BRIEF >>
Quote the line containing "Phrase -- green foliage" and all lines that follow it in the listing below, exactly as written.

ENTRIES PROVIDED >>
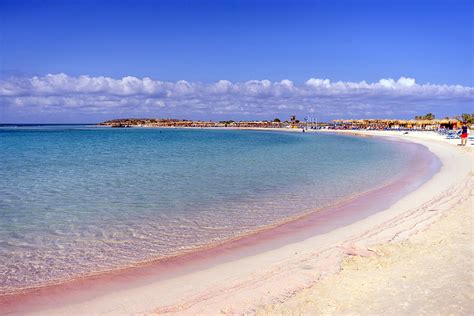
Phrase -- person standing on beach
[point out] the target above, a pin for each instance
(464, 134)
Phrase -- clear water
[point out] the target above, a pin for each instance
(78, 199)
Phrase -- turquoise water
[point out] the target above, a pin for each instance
(79, 199)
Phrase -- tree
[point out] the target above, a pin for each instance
(466, 117)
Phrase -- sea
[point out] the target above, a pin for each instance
(77, 200)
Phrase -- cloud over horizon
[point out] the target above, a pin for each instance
(54, 94)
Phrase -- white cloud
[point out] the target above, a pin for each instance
(84, 94)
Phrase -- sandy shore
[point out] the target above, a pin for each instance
(429, 272)
(305, 275)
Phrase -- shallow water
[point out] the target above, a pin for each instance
(79, 199)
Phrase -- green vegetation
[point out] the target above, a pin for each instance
(466, 117)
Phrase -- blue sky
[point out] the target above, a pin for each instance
(203, 42)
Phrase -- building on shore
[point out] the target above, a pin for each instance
(381, 124)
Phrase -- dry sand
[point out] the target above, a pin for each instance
(414, 266)
(430, 272)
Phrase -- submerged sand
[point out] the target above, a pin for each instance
(415, 256)
(430, 272)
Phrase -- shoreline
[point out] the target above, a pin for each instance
(424, 272)
(169, 308)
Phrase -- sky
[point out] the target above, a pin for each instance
(87, 61)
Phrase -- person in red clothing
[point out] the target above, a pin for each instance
(464, 134)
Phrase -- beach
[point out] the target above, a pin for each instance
(429, 272)
(313, 273)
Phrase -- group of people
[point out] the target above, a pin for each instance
(464, 133)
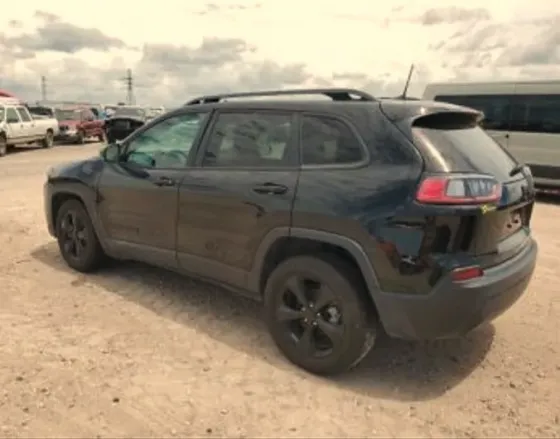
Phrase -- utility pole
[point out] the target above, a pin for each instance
(43, 88)
(129, 81)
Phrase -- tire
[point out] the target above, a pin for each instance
(3, 145)
(81, 139)
(355, 331)
(90, 254)
(48, 141)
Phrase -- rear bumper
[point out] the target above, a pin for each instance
(454, 309)
(67, 137)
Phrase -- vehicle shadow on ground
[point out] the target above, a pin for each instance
(23, 148)
(394, 369)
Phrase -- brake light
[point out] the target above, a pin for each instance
(466, 273)
(459, 190)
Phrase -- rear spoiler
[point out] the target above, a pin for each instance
(416, 112)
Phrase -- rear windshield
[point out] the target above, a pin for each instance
(467, 149)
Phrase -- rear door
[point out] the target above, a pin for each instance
(243, 188)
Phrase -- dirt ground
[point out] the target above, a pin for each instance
(139, 352)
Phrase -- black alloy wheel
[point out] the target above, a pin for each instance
(311, 316)
(318, 315)
(77, 240)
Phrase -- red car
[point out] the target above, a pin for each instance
(78, 124)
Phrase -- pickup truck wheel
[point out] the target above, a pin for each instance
(318, 314)
(3, 146)
(77, 240)
(48, 141)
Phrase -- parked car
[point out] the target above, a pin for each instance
(340, 216)
(18, 127)
(123, 121)
(79, 124)
(41, 112)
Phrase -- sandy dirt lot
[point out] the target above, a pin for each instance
(139, 352)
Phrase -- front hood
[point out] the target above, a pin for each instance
(78, 169)
(69, 123)
(130, 118)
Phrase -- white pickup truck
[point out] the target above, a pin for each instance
(19, 127)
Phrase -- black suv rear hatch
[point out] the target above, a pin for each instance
(451, 143)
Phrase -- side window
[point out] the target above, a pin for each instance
(539, 113)
(12, 115)
(167, 144)
(259, 139)
(23, 114)
(327, 141)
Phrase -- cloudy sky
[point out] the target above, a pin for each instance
(178, 49)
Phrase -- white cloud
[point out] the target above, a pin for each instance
(284, 41)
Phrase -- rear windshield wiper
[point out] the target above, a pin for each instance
(516, 170)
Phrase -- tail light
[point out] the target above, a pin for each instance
(459, 189)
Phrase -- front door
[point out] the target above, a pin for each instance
(138, 195)
(243, 188)
(15, 126)
(28, 125)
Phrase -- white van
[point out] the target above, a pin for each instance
(523, 116)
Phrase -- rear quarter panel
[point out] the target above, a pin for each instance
(361, 202)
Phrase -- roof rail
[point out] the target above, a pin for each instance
(336, 94)
(10, 101)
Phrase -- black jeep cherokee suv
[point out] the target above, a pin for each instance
(342, 214)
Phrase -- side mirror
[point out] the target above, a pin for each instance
(112, 152)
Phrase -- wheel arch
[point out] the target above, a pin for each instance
(67, 190)
(284, 242)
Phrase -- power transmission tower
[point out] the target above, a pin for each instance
(43, 88)
(129, 81)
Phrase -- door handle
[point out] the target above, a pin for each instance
(164, 181)
(270, 189)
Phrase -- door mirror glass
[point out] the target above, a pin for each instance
(112, 152)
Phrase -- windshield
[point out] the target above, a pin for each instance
(67, 114)
(129, 111)
(41, 111)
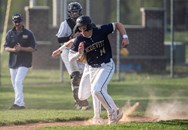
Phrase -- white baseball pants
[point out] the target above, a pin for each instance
(94, 82)
(17, 77)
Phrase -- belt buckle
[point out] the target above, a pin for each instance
(96, 65)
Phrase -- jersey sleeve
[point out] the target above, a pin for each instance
(108, 28)
(75, 45)
(64, 30)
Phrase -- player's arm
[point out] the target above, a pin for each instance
(73, 55)
(120, 27)
(60, 49)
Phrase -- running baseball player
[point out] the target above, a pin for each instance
(94, 44)
(74, 69)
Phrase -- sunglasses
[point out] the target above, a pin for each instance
(17, 21)
(82, 28)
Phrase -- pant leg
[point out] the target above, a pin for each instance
(101, 77)
(18, 83)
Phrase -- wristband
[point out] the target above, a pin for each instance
(125, 36)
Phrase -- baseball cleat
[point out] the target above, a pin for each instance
(85, 107)
(97, 121)
(115, 116)
(16, 107)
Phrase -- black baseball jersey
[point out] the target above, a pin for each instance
(26, 39)
(97, 48)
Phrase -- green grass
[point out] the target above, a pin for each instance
(167, 125)
(48, 100)
(52, 102)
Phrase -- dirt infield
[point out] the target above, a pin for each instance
(71, 123)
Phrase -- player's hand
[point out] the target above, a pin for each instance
(56, 53)
(17, 47)
(81, 48)
(125, 42)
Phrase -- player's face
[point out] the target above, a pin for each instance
(17, 24)
(83, 31)
(75, 14)
(82, 28)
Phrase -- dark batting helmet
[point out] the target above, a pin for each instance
(84, 21)
(73, 7)
(17, 17)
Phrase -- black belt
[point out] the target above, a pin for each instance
(99, 65)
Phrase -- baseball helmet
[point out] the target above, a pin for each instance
(74, 6)
(83, 21)
(17, 17)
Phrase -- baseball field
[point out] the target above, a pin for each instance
(148, 101)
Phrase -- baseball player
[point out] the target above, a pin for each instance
(94, 44)
(74, 68)
(20, 43)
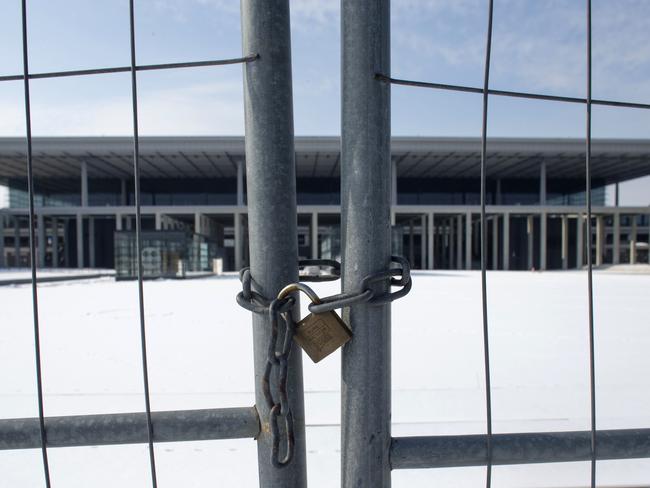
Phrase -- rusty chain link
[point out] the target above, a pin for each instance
(399, 274)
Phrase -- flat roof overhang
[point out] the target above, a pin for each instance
(613, 160)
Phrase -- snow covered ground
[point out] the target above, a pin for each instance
(200, 357)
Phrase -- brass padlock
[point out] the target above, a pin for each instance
(318, 334)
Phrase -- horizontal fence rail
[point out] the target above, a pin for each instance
(131, 428)
(521, 448)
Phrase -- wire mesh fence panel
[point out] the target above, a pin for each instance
(369, 452)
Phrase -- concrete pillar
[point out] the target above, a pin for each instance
(498, 200)
(2, 242)
(314, 235)
(238, 243)
(450, 242)
(495, 242)
(468, 241)
(430, 241)
(80, 241)
(565, 242)
(91, 242)
(84, 184)
(123, 198)
(17, 242)
(41, 241)
(600, 238)
(633, 241)
(543, 240)
(411, 245)
(506, 241)
(530, 235)
(66, 243)
(423, 242)
(542, 183)
(55, 242)
(393, 183)
(459, 242)
(580, 241)
(616, 239)
(240, 182)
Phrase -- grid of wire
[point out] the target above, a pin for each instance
(485, 91)
(25, 77)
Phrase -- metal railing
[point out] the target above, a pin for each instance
(369, 452)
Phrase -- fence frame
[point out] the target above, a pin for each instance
(368, 453)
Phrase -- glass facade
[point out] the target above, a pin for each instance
(165, 254)
(310, 191)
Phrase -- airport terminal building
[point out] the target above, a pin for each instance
(194, 201)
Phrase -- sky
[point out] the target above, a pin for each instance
(537, 46)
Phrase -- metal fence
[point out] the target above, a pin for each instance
(369, 452)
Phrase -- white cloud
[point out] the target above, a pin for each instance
(196, 109)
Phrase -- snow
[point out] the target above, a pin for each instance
(200, 356)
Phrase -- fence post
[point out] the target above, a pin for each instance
(365, 224)
(271, 190)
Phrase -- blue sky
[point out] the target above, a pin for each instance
(538, 46)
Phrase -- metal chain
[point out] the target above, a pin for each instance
(279, 360)
(399, 274)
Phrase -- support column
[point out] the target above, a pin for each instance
(84, 184)
(314, 235)
(365, 218)
(616, 239)
(498, 198)
(272, 214)
(468, 241)
(67, 246)
(430, 241)
(450, 242)
(459, 242)
(91, 242)
(543, 240)
(506, 241)
(123, 197)
(600, 235)
(542, 183)
(565, 242)
(530, 235)
(633, 241)
(411, 244)
(238, 241)
(423, 242)
(17, 242)
(3, 263)
(580, 241)
(55, 242)
(495, 242)
(240, 182)
(41, 241)
(80, 241)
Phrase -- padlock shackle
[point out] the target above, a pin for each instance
(311, 294)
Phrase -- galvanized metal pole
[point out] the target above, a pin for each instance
(366, 235)
(271, 190)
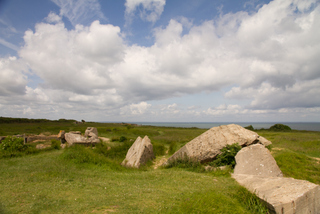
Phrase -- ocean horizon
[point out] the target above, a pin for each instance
(306, 126)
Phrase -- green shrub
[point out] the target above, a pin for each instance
(55, 144)
(227, 156)
(280, 127)
(13, 144)
(122, 139)
(251, 201)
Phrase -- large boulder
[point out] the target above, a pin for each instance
(283, 195)
(207, 146)
(256, 160)
(91, 132)
(75, 137)
(139, 153)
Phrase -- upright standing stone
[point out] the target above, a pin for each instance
(256, 160)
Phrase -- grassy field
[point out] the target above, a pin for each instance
(86, 180)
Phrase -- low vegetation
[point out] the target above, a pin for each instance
(91, 179)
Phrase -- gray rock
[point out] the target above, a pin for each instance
(139, 153)
(91, 132)
(256, 160)
(283, 195)
(75, 137)
(207, 146)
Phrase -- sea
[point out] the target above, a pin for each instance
(295, 126)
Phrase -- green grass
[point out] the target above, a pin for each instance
(47, 183)
(91, 180)
(297, 153)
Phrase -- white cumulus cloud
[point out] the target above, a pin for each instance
(149, 10)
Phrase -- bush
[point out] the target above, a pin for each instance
(13, 144)
(227, 156)
(55, 144)
(280, 127)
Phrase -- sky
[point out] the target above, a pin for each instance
(161, 60)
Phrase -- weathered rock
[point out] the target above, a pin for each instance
(139, 153)
(61, 134)
(75, 138)
(75, 132)
(42, 146)
(256, 160)
(208, 145)
(91, 132)
(283, 195)
(31, 138)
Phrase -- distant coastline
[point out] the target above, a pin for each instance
(307, 126)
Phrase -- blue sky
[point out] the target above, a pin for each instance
(161, 60)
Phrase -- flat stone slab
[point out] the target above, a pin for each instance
(283, 195)
(256, 160)
(207, 146)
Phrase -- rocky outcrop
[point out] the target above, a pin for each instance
(91, 132)
(75, 137)
(207, 146)
(283, 195)
(258, 171)
(139, 153)
(32, 138)
(256, 160)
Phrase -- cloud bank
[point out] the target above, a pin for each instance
(149, 10)
(268, 60)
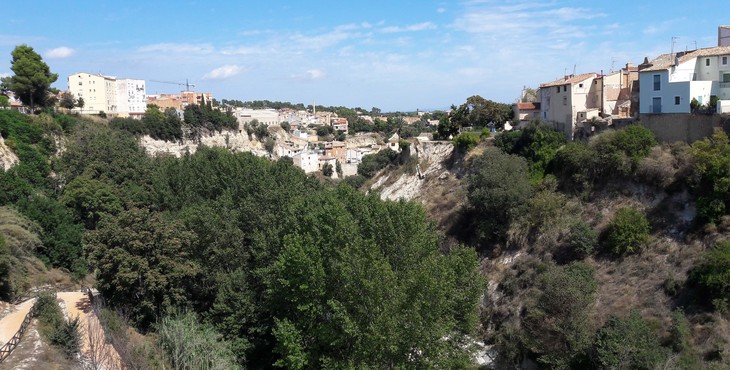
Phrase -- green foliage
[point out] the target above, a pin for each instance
(67, 100)
(557, 324)
(498, 190)
(538, 143)
(610, 154)
(466, 141)
(711, 276)
(32, 77)
(202, 117)
(61, 235)
(478, 112)
(6, 288)
(628, 343)
(142, 261)
(372, 163)
(327, 170)
(582, 240)
(712, 163)
(190, 344)
(62, 334)
(627, 232)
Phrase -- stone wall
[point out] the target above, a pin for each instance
(689, 128)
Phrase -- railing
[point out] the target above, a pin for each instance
(8, 347)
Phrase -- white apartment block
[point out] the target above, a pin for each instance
(121, 97)
(131, 97)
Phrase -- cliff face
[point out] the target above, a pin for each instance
(7, 157)
(435, 183)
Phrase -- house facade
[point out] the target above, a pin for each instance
(671, 81)
(570, 100)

RESULT OF THE EXERCISE >>
Phrase -- green foliage
[point out] the target above, a pin for each instance
(67, 100)
(557, 324)
(498, 190)
(538, 143)
(610, 154)
(466, 141)
(711, 276)
(32, 77)
(202, 117)
(61, 235)
(478, 112)
(6, 288)
(628, 343)
(142, 261)
(372, 163)
(327, 170)
(582, 240)
(712, 163)
(190, 344)
(62, 334)
(627, 232)
Phrase -- stone wall
[point out] the target above, a pin for each instance
(689, 128)
Phrase -- railing
[point out] the target above, a pin for each instance
(8, 347)
Phrase -- white apartment block
[point out] the target above, a pin for each instance
(121, 97)
(131, 97)
Phrase -- cliff face
[point out] the target above, a pin for each instance
(7, 157)
(435, 183)
Phrase -- house facade
[point out] the target above, a pin for each instance
(671, 81)
(570, 100)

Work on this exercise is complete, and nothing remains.